Traditionally, immediate implant cases require interim prostheses fabricated either from a 3D-printed template or from chairside acrylic using a surgical stent. While effective, these provisional restorations demand additional time and offer limited esthetics and strength. They also introduce biologic challenges: repeated connection and removal of temporary cylinders, exposure of healing tissues, and potential disruption of the developing soft-tissue seal. Delivering definitive zirconia restorations at the time of surgery eliminates these intermediate steps and their inherent risks. The peri-implant mucosa can adapt immediately to a stable emergence profile, reducing tissue remodeling and improving long-term esthetics.

From a biologic perspective, same-day definitive loading under proper conditions supports tissue preservation. The implants in this case were placed with high primary stability, allowing for immediate functional loading within physiological limits. The zirconia crowns provided a rigid, stable interface that guided soft-tissue maturation from day one. By grafting at the thinner site, natural bone contours were maintained, reducing surgical morbidity and healing time. The tissue healed predictably around the definitive form without repeated trauma or remodeling.

■ PROVIDED DATA

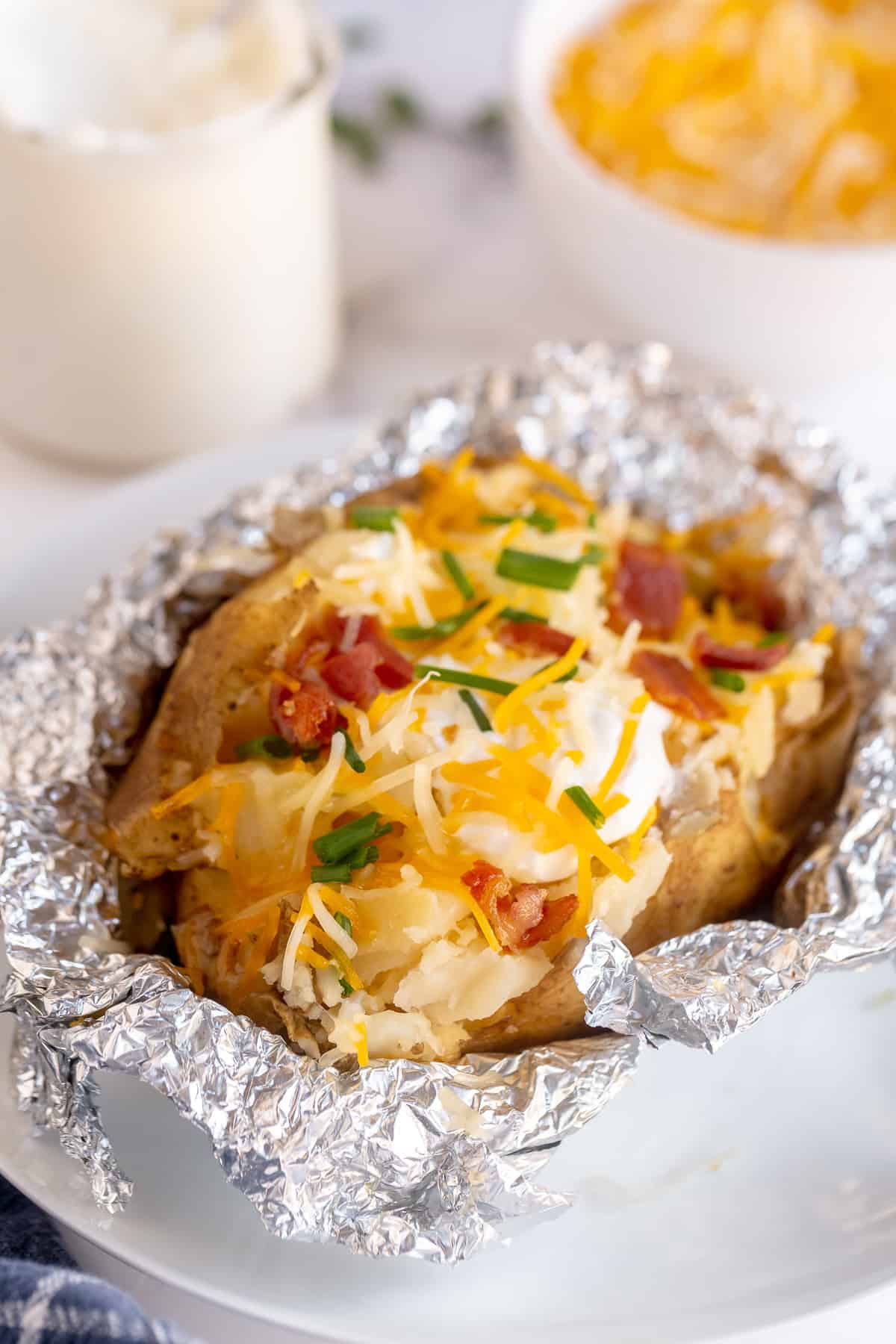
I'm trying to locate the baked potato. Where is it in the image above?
[108,450,859,1063]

■ EXERCISE REQUIREMENTS
1. Based on the passage on same-day zirconia implant restorations, decide whether each statement agrees with it. Answer yes or no for each and quote the deciding words. (a) The implants were placed with high primary stability. (b) Provisional restorations offer excellent esthetics. (c) Grafting was done at the thicker site.
2. According to the passage on same-day zirconia implant restorations, what are interim prostheses traditionally fabricated from?
3. Write out everything in the passage on same-day zirconia implant restorations from "From a biologic" down to "trauma or remodeling.".
You can ignore the data for everything that follows the passage.

■ TASK-BY-TASK OUTPUTS
1.
(a) Yes: "The implants in this case were placed with high primary stability"
(b) No: "offer limited esthetics and strength"
(c) No: "By grafting at the thinner site"

2. From a 3D-printed template or from chairside acrylic using a surgical stent.

3.
From a biologic perspective, same-day definitive loading under proper conditions supports tissue preservation. The implants in this case were placed with high primary stability, allowing for immediate functional loading within physiological limits. The zirconia crowns provided a rigid, stable interface that guided soft-tissue maturation from day one. By grafting at the thinner site, natural bone contours were maintained, reducing surgical morbidity and healing time. The tissue healed predictably around the definitive form without repeated trauma or remodeling.